__任务目标__
请依据下方页面摘录回答以下问题：
(a) Solution 部分给出的方法是什么？
(b) 常量 MN 的取值是多少？
(c) 宏 ll 被定义为什么？

__页面摘录__
• 「PKUSC2018」星际穿越


    传送门

    Solution 

    倍增


    Code 

    #include <bits/stdc++.h>
    #define reg register
    #define ll long long
    
    using namespace std;
    
    int read() {
        int x = 0, f = 1;
        char ch = getchar();
        while (ch < '0' || ch > '9') {
            if (ch == '-')
                f = -1;
            ch = getchar();
        }
        while (ch <= '9' && ch >= '0') {
            x = (x << 1) + (x << 3) + ch - '0';
            ch = getchar();
        }
        return x * f;
    }
    
    const int MN = 3e5 + 5;
    
    int gcd(int x, int y) { return !y ? x : gcd(y, x % y); }
    
    int N, l[MN];
    int p[MN][20], v[MN][20];
    
    int cal(int L, int x) {
        if (L == x)
            return 0;
        if (L >= l[x])
            return x - L;
        int r = x - L, step = 0, i;
        for (x = l[x], i = 18; ~i; --i)

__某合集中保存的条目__
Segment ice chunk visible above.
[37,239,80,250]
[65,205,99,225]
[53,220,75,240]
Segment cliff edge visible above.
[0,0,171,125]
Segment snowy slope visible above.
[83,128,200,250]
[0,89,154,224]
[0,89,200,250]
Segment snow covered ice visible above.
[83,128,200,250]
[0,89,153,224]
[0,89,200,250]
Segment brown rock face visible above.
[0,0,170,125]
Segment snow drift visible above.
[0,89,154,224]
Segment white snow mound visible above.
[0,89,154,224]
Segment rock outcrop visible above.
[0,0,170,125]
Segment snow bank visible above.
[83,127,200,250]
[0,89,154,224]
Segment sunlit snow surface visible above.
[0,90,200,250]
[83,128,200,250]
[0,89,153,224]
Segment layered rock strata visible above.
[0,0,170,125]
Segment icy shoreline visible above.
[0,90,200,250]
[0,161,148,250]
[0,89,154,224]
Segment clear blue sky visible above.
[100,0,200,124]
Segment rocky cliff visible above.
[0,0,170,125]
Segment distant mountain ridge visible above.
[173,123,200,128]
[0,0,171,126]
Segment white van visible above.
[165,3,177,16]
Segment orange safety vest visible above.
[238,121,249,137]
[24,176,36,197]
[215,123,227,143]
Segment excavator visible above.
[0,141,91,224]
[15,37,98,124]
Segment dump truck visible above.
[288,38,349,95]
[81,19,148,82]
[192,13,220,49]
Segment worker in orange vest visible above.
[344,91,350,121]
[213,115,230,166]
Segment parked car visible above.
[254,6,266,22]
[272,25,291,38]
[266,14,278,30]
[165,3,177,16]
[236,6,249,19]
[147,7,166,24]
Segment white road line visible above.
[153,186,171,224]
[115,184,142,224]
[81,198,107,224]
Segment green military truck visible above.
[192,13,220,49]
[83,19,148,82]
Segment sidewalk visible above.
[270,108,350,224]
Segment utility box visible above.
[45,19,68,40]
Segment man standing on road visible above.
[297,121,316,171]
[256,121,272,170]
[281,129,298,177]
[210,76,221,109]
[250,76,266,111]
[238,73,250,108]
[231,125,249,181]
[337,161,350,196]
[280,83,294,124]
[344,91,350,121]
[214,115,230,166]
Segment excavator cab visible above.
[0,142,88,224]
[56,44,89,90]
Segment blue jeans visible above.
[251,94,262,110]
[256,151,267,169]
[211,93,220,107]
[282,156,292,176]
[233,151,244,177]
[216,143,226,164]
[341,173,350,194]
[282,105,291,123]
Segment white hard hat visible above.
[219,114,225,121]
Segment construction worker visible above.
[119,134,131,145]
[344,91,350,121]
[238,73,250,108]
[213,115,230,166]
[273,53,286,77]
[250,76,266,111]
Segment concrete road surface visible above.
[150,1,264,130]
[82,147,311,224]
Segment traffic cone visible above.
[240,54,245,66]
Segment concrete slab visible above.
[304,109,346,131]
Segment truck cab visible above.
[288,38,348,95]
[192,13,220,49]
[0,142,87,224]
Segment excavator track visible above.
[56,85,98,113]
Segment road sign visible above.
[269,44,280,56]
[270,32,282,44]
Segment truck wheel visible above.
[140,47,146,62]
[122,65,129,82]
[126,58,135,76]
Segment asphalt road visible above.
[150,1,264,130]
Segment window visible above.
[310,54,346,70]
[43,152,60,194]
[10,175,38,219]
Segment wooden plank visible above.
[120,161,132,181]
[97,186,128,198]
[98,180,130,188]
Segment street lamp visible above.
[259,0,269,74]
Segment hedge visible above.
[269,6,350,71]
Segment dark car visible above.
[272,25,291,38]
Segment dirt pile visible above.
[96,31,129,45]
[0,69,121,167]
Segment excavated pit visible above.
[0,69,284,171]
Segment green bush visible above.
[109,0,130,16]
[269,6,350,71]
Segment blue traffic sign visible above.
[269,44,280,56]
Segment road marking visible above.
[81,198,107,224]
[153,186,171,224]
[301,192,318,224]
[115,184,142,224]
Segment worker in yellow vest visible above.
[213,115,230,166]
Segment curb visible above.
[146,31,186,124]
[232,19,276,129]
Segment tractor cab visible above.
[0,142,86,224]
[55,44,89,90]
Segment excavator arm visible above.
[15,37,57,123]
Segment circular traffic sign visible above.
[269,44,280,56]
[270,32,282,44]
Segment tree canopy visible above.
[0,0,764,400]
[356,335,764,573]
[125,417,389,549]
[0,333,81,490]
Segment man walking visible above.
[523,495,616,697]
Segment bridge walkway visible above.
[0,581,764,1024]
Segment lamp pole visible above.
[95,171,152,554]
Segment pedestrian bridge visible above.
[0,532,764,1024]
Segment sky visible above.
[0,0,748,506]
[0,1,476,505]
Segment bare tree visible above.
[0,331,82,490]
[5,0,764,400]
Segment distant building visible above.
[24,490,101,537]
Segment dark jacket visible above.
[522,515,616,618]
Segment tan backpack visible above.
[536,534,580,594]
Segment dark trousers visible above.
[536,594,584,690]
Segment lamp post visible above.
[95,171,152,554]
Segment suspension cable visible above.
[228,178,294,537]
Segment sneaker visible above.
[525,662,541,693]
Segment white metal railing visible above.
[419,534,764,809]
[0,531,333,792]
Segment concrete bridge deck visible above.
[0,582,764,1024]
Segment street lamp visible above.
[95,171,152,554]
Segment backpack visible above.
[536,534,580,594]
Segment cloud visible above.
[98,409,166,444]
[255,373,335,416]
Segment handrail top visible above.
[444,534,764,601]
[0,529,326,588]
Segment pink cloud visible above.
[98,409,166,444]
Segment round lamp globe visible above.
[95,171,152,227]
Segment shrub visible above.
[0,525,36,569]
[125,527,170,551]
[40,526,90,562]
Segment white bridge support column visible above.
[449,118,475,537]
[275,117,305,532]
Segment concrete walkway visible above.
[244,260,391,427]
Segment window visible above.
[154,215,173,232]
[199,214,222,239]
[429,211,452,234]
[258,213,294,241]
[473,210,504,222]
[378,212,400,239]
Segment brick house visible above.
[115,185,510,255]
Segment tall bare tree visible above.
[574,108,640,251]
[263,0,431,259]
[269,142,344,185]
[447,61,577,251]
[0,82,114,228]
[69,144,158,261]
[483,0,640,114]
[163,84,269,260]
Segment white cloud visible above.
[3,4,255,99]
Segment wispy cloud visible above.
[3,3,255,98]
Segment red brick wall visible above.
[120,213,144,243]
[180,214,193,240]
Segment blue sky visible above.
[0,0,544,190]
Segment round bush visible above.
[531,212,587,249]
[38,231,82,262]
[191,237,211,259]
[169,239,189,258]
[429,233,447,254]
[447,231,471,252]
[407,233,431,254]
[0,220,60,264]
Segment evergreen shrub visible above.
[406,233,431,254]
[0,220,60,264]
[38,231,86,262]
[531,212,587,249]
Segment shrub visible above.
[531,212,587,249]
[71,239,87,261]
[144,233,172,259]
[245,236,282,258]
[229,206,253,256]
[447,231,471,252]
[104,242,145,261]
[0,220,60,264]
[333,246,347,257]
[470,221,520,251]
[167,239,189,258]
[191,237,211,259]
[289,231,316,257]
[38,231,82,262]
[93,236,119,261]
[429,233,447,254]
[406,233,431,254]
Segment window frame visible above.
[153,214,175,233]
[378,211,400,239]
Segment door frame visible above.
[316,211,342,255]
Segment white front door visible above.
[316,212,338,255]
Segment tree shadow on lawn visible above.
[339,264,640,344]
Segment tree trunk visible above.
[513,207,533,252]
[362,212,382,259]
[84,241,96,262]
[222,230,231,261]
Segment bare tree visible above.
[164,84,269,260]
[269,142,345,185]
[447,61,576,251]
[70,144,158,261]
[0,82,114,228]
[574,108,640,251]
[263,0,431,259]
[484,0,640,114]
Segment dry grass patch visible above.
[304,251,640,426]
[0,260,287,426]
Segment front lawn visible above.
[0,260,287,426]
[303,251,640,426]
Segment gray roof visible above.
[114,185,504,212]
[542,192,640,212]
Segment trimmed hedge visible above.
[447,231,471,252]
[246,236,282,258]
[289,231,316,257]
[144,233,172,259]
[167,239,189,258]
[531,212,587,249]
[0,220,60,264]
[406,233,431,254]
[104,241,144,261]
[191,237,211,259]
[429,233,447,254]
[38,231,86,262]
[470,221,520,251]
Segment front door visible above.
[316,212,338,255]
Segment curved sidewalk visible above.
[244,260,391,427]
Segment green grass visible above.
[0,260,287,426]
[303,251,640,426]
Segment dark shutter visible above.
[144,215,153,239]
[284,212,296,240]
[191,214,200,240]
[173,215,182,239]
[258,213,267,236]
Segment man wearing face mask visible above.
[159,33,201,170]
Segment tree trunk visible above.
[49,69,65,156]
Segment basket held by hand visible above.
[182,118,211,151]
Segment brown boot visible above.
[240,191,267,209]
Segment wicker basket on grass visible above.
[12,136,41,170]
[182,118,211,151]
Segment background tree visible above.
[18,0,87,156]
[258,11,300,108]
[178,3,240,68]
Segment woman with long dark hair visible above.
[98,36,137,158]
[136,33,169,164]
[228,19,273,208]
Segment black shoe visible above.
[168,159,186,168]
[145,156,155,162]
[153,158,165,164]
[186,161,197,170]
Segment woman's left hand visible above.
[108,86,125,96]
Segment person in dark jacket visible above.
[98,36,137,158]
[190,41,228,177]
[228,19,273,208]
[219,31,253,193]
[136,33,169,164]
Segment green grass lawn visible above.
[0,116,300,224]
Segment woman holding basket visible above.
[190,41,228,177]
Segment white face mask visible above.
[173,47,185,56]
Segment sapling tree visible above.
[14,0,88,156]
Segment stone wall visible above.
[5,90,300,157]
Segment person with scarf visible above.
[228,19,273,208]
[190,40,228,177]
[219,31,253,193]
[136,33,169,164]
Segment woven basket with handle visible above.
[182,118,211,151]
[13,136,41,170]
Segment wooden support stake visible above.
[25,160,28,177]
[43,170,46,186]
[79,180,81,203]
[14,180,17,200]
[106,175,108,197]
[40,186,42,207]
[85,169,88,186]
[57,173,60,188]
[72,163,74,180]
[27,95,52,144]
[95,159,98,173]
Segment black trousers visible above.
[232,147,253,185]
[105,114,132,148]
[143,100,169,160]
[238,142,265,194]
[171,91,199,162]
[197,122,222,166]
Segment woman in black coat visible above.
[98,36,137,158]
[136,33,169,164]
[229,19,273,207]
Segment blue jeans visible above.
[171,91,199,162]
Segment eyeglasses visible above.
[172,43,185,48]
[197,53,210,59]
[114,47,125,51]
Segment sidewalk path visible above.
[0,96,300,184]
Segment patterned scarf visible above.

__参考答案__
(a) 倍增
(b) 3e5 + 5
(c) long long